Available data section start

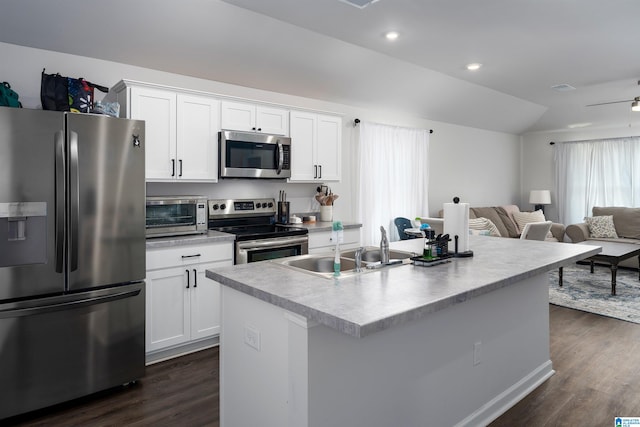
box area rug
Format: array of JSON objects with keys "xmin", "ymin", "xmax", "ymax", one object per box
[{"xmin": 548, "ymin": 264, "xmax": 640, "ymax": 324}]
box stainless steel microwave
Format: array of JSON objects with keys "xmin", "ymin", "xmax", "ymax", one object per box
[
  {"xmin": 219, "ymin": 130, "xmax": 291, "ymax": 179},
  {"xmin": 145, "ymin": 196, "xmax": 208, "ymax": 238}
]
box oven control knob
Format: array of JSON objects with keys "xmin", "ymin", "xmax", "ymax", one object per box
[
  {"xmin": 255, "ymin": 201, "xmax": 261, "ymax": 208},
  {"xmin": 212, "ymin": 204, "xmax": 219, "ymax": 210},
  {"xmin": 220, "ymin": 204, "xmax": 227, "ymax": 210},
  {"xmin": 268, "ymin": 202, "xmax": 273, "ymax": 208},
  {"xmin": 261, "ymin": 202, "xmax": 268, "ymax": 208}
]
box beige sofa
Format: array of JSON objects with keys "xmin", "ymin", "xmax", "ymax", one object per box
[
  {"xmin": 421, "ymin": 204, "xmax": 565, "ymax": 242},
  {"xmin": 566, "ymin": 206, "xmax": 640, "ymax": 269}
]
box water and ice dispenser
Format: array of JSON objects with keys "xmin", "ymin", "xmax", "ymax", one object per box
[{"xmin": 0, "ymin": 202, "xmax": 47, "ymax": 267}]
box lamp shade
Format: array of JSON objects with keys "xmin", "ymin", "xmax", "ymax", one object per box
[{"xmin": 529, "ymin": 190, "xmax": 551, "ymax": 205}]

Available data section end

What the task requires: Reproduce every record verbatim, please. Omit the images.

Task solution:
box area rug
Format: array of JSON objects with keys "xmin", "ymin", "xmax", "ymax", one object per box
[{"xmin": 548, "ymin": 264, "xmax": 640, "ymax": 324}]
box stainless steel microwave
Format: array of JSON objects with keys "xmin", "ymin", "xmax", "ymax", one object per box
[
  {"xmin": 219, "ymin": 130, "xmax": 291, "ymax": 179},
  {"xmin": 145, "ymin": 196, "xmax": 208, "ymax": 238}
]
box oven control knob
Format: array of JSON objects with keys "xmin", "ymin", "xmax", "ymax", one object per box
[
  {"xmin": 255, "ymin": 201, "xmax": 261, "ymax": 208},
  {"xmin": 212, "ymin": 204, "xmax": 219, "ymax": 210},
  {"xmin": 220, "ymin": 204, "xmax": 227, "ymax": 210},
  {"xmin": 268, "ymin": 202, "xmax": 273, "ymax": 208},
  {"xmin": 261, "ymin": 202, "xmax": 268, "ymax": 208}
]
box beige sofa
Format: array of JSON objects with keys "xmin", "ymin", "xmax", "ymax", one object per box
[
  {"xmin": 421, "ymin": 204, "xmax": 565, "ymax": 242},
  {"xmin": 566, "ymin": 206, "xmax": 640, "ymax": 269}
]
box water and ice dispenser
Format: array of JSON objects with keys "xmin", "ymin", "xmax", "ymax", one object per box
[{"xmin": 0, "ymin": 202, "xmax": 47, "ymax": 267}]
box lamp shade
Format: array of JSON objects with keys "xmin", "ymin", "xmax", "ymax", one object per box
[{"xmin": 529, "ymin": 190, "xmax": 551, "ymax": 205}]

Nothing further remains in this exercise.